This repository contains the Jupyter Notebook for a machine learning model designed to classify lung cancer using CT scan images. The model distinguishes between four types of classifications: Adenocarcinoma, Large Cell Carcinoma, Squamous Cell Carcinoma, and Normal tissue.
This project demonstrates the application of deep learning techniques to medical image classification. The model is trained using a convolutional neural network (CNN) architecture with ResNet50 as the backbone, fine-tuned to identify cancerous cells from CT scan images.
Key Features:
- Image Preprocessing: Includes data augmentation to ensure the model generalizes well across varied image orientations.
- ResNet50 Backbone: Leveraged for its state-of-the-art performance in image classification tasks, with modifications to prevent overfitting.
- High Accuracy: Achieved 95.6% accuracy on the test dataset, making it a robust tool for supporting radiologists in lung cancer detection.

(Stored items)
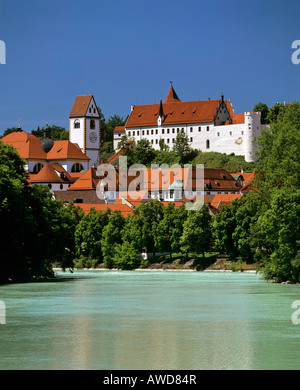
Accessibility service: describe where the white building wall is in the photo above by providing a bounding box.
[114,112,264,162]
[211,123,246,156]
[69,118,84,152]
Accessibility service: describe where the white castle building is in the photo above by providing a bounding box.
[114,85,266,162]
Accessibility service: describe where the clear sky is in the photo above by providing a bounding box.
[0,0,300,134]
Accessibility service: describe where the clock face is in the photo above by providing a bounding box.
[90,131,97,143]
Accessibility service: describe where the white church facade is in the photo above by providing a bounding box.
[114,85,266,162]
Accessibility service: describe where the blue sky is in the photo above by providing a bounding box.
[0,0,300,134]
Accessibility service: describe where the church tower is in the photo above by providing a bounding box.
[69,95,100,167]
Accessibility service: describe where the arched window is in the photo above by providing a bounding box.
[71,163,83,172]
[74,119,80,129]
[33,163,44,173]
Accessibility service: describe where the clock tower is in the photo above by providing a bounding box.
[69,95,100,167]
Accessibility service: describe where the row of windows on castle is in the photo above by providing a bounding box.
[127,126,244,137]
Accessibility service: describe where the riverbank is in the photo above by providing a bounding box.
[59,257,258,272]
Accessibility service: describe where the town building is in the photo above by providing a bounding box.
[114,85,266,162]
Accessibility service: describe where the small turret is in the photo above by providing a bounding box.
[157,99,165,126]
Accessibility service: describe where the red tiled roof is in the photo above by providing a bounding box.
[70,95,93,118]
[114,126,125,133]
[211,194,242,209]
[68,168,241,195]
[47,140,89,161]
[1,131,89,161]
[164,85,181,104]
[126,100,232,129]
[68,168,100,191]
[1,131,47,160]
[75,203,132,217]
[29,163,73,184]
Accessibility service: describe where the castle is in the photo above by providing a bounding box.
[114,85,266,162]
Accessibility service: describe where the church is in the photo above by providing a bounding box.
[114,85,266,162]
[1,95,100,192]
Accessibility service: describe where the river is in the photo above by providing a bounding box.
[0,270,300,370]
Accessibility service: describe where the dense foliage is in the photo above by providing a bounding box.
[0,142,82,281]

## TO DO
1. What is the Spanish translation of the sentence "This project demonstrates the application of deep learning techniques to medical image classification." from the lung cancer classifier description?
2. Can you extract the passage of the lung cancer classifier description from "This project demonstrates" to "to prevent overfitting.", word for word?

## ANSWERS BY ITEM NUMBER
1. Este proyecto demuestra la aplicación de técnicas de aprendizaje profundo a la clasificación de imágenes médicas.

2.
This project demonstrates the application of deep learning techniques to medical image classification. The model is trained using a convolutional neural network (CNN) architecture with ResNet50 as the backbone, fine-tuned to identify cancerous cells from CT scan images.
Key Features:
- Image Preprocessing: Includes data augmentation to ensure the model generalizes well across varied image orientations.
- ResNet50 Backbone: Leveraged for its state-of-the-art performance in image classification tasks, with modifications to prevent overfitting.